*** Opening of Source data ***

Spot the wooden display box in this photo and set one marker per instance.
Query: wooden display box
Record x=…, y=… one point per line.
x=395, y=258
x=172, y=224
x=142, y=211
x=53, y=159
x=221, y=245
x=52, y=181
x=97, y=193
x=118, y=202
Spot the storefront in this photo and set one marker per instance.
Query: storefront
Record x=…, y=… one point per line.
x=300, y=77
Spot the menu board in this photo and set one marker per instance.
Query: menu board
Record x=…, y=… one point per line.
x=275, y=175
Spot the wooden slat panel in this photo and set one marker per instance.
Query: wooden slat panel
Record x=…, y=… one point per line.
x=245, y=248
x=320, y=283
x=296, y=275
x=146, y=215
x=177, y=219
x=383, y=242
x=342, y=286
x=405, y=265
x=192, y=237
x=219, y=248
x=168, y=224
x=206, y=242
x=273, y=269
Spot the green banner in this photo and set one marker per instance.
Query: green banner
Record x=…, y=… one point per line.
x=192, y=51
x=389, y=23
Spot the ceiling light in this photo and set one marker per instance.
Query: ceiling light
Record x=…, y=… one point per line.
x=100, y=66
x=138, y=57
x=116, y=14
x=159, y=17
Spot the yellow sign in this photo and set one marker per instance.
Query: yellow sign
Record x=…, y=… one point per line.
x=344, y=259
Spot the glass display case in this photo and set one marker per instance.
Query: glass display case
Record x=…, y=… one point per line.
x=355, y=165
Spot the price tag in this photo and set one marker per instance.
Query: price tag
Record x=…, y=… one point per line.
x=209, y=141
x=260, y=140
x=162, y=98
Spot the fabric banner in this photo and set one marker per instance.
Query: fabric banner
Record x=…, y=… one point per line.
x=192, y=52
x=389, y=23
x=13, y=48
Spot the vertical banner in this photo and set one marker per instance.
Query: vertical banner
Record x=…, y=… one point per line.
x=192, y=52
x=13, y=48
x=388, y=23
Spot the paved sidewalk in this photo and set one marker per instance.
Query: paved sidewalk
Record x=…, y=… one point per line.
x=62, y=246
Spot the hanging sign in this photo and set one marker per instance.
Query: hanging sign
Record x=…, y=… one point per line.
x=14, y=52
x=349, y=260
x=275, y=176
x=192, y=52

*** Close of Source data ***

The lines above, starting at the one with "Query: yellow sign" and ending at the one with "Query: price tag", are the only ones to return, exactly as written.

Query: yellow sign
Record x=…, y=… one point per line.
x=344, y=259
Spot the glass display case in this photo and set one marker per instance.
Query: glass display case
Record x=…, y=… one point per line.
x=355, y=165
Spot the price tag in this photo and set one marker per instance.
Query: price tag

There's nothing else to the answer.